# Work request 1
Copy the part of the article on Putin's re-election between "Russia elects its" and "for political engagement.", inclusive, renaming "landslide" as "sweeping".
# Work request 2
According to the article on Putin's re-election, what percentage of the vote did Putin receive?
# Work request 3
Pick up the article on Putin's re-election after its final sentence and carry it further.

# Given text
^^^^
Russia elects its Fuhrer
Russian President Vladimir Putin won a landslide re-election victory on March 18, garnering 76.7 percent of the vote. Opposition activists highlighted a number of cases of vote rigging and statistical anomalies, including millions of votes cast in polling places that recorded exactly 85%, 90% and 95% turnout. The Organisation for Security and Co-operation in Europe (OSCE) said that there had been no real choice and complained it had been marked by unfair pressure on critical voices. “Choice without real competition, as we have seen here, is not real choice.” OSCE also stated that restrictions on fundamental freedoms, as well as on candidate registration, had limited the space for political engagement.
The world leaders weren’t too prompt to congratulate Vladimir Putin over his “victory”. BBC informs, that the U.S. President Donald J. Trump congratulated Putin despite specific warnings from his national security advisers Tuesday — including a section in his briefing materials in all-capital letters stating “DO NOT CONGRATULATE,” according to officials familiar with the call. Senator John McCain had immediately reacted with a furious tweet: “An American president does not lead the Free World by congratulating dictators on winning sham elections. And by doing so with Vladimir Putin, President Trump insulted every Russian citizen who was denied the right to vote in a free and fair election.”
But Donald Trump wasn’t the only one to send his congratulations. President of the European Commission Jean-Claude Juncker, German Chancellor Angela Merkel also sent their congratulatory notes. Garry Kasparov reacted to this on his Twitter: “Trump, Merkel, Juncker et al, should just say "Congratulations Mr. Putin on crushing all opposition & democracy in Russia. We eagerly look forward to more of your assassinations, invasions, corruption, extortion, & election interference.”
^^^^
(Source records)
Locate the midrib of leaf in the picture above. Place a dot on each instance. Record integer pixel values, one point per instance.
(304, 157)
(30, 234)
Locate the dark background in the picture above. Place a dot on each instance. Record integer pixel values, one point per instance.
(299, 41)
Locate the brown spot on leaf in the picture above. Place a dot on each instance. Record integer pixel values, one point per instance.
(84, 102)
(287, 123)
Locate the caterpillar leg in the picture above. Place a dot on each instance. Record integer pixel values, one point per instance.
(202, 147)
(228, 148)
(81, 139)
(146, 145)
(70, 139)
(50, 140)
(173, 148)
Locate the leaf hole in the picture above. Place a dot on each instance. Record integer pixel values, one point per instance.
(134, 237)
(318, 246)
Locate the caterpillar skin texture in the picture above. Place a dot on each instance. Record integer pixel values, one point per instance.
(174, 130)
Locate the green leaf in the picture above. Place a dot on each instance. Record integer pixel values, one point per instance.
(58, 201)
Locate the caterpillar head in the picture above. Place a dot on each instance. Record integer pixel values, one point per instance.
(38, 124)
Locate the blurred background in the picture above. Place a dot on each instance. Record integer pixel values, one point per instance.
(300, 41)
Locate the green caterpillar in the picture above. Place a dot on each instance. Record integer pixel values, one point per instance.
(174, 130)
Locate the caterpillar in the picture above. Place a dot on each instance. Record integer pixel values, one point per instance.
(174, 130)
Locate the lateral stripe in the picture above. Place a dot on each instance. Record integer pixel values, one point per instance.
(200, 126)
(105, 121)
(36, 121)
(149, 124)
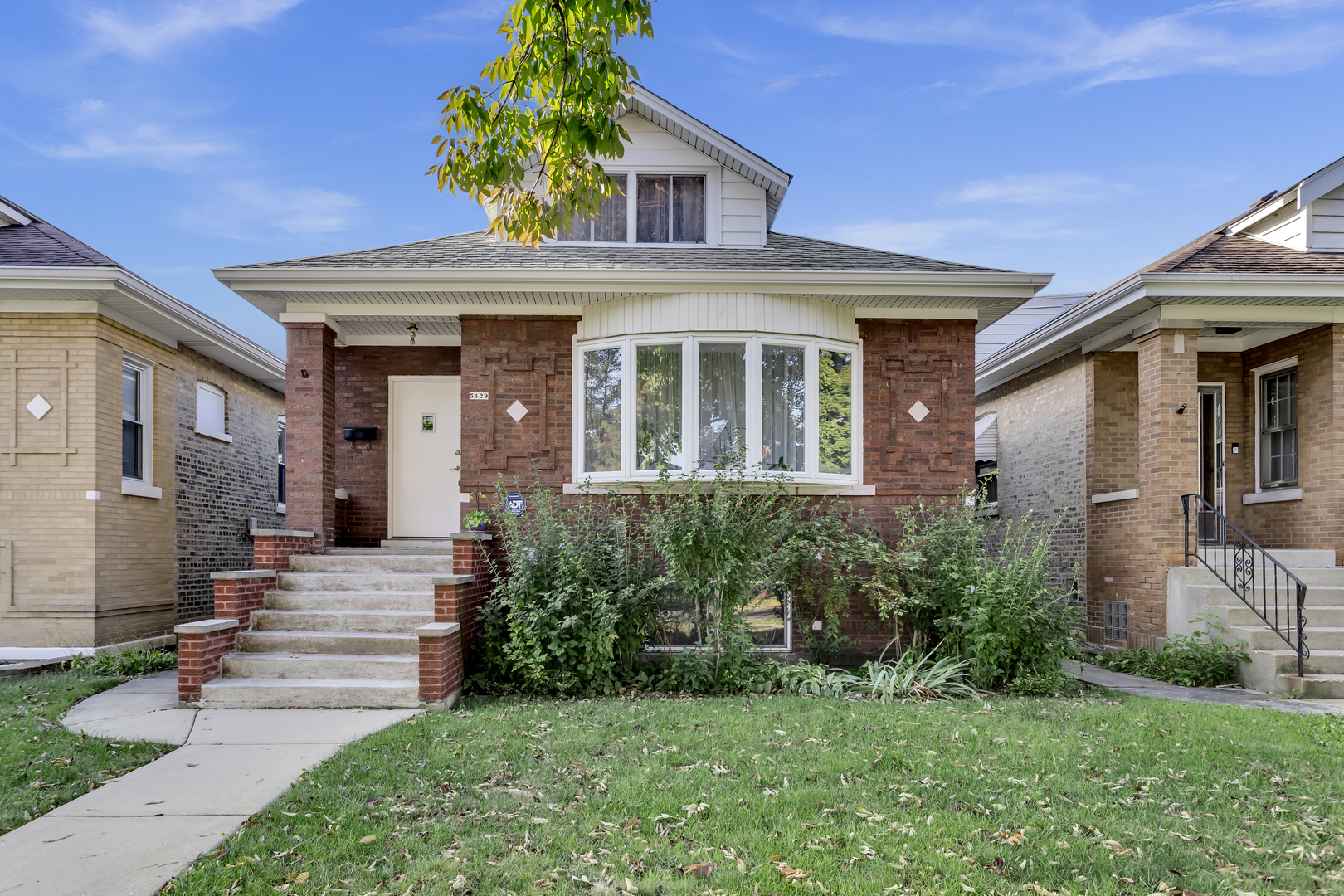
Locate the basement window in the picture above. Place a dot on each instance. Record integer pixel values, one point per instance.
(210, 411)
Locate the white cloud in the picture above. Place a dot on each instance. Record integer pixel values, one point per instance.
(254, 210)
(461, 22)
(1060, 41)
(918, 236)
(784, 82)
(105, 132)
(178, 23)
(1040, 190)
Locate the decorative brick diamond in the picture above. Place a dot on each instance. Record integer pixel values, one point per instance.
(38, 406)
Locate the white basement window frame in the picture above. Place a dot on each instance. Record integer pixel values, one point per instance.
(212, 411)
(138, 427)
(609, 465)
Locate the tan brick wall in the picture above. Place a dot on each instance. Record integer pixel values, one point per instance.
(88, 571)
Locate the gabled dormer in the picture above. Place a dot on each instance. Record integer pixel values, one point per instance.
(1307, 217)
(684, 184)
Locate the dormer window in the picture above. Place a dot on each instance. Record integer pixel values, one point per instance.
(647, 208)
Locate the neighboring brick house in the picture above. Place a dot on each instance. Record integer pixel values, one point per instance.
(1218, 371)
(650, 334)
(138, 437)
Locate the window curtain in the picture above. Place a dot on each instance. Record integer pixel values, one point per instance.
(689, 210)
(659, 412)
(602, 410)
(723, 399)
(835, 421)
(782, 383)
(652, 222)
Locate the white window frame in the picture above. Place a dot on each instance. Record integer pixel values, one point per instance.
(689, 406)
(283, 460)
(223, 401)
(1259, 373)
(144, 486)
(713, 203)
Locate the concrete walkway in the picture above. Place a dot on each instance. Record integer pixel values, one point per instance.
(1227, 696)
(134, 835)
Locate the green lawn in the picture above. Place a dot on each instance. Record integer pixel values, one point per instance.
(789, 794)
(43, 765)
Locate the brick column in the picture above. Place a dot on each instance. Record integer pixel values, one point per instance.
(1168, 465)
(201, 648)
(441, 664)
(470, 561)
(240, 592)
(311, 429)
(272, 548)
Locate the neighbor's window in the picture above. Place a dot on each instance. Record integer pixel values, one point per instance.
(210, 412)
(132, 423)
(602, 410)
(1278, 429)
(280, 462)
(671, 210)
(782, 405)
(609, 225)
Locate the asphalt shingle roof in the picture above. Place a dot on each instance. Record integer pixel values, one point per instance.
(41, 245)
(1237, 254)
(480, 250)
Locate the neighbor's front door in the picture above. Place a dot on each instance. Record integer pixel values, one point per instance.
(424, 464)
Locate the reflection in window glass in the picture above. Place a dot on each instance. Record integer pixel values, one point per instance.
(782, 383)
(670, 210)
(132, 429)
(609, 225)
(602, 410)
(1278, 430)
(723, 399)
(657, 434)
(835, 423)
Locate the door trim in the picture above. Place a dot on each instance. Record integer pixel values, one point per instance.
(392, 437)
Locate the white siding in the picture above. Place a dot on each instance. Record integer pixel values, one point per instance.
(1328, 221)
(711, 312)
(1285, 227)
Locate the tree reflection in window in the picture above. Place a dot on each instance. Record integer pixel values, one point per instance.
(602, 410)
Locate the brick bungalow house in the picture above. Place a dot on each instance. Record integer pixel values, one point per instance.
(1216, 371)
(425, 373)
(138, 438)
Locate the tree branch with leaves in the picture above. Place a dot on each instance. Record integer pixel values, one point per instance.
(524, 140)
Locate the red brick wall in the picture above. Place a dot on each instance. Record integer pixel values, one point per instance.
(362, 373)
(309, 430)
(516, 359)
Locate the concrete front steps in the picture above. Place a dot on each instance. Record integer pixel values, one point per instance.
(338, 631)
(1273, 666)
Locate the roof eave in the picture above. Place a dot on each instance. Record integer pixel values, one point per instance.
(163, 312)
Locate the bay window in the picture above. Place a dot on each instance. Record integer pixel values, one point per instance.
(782, 405)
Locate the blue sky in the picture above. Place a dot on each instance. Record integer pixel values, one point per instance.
(1082, 139)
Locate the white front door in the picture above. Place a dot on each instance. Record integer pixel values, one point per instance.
(425, 433)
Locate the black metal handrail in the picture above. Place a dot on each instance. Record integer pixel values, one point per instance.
(1239, 564)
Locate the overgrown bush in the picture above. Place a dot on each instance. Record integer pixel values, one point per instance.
(574, 602)
(1198, 660)
(127, 663)
(1003, 611)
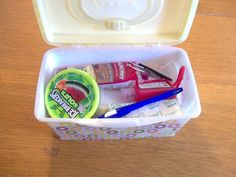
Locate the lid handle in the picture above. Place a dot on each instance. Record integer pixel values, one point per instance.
(115, 24)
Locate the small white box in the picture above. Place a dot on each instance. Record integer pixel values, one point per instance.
(60, 28)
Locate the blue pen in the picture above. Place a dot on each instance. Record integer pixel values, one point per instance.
(120, 112)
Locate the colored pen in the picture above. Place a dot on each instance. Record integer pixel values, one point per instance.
(120, 112)
(154, 72)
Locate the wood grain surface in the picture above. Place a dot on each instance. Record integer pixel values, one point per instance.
(205, 147)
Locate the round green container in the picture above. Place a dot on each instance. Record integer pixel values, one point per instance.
(72, 93)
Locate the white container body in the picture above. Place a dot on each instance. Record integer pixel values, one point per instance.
(165, 59)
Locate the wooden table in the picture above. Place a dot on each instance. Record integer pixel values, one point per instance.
(205, 147)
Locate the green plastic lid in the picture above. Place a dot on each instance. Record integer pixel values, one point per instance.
(72, 93)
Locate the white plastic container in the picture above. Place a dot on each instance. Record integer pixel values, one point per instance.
(141, 32)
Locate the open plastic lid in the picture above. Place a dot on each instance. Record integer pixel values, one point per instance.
(74, 22)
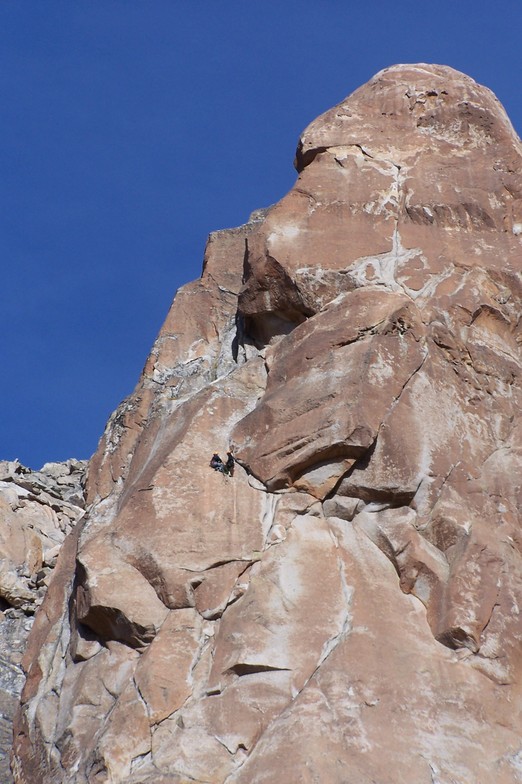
^^^^
# Result 1
Russia elects its Fuhrer
Russian President Vladimir Putin won a sweeping re-election victory on March 18, garnering 76.7 percent of the vote. Opposition activists highlighted a number of cases of vote rigging and statistical anomalies, including millions of votes cast in polling places that recorded exactly 85%, 90% and 95% turnout. The Organisation for Security and Co-operation in Europe (OSCE) said that there had been no real choice and complained it had been marked by unfair pressure on critical voices. “Choice without real competition, as we have seen here, is not real choice.” OSCE also stated that restrictions on fundamental freedoms, as well as on candidate registration, had limited the space for political engagement.

# Result 2
76.7 percent

# Result 3
Nicolas Sarkozy is arrested
The Guardian reports, that “the former French president Nicolas Sarkozy has been placed under formal investigation for illegal campaign financing, accepting bribes and the misappropriation of Libyan state funds over allegations that he received millions of euros in illegal election campaign funding from the regime of the late Libyan dictator Muammar Gaddafi.”
Sarkozy was released on bail on March 21 after two days of questioning in police custody by investigators specializing in corruption, money laundering and tax evasion. The Guardian writes that “the investigation is potentially France’s most explosive political financing scandal in decades. The allegations of illegal campaign funding by a foreign dictator on a massive scale are unprecedented and are the most serious accusations levelled at a former president in recent French history.”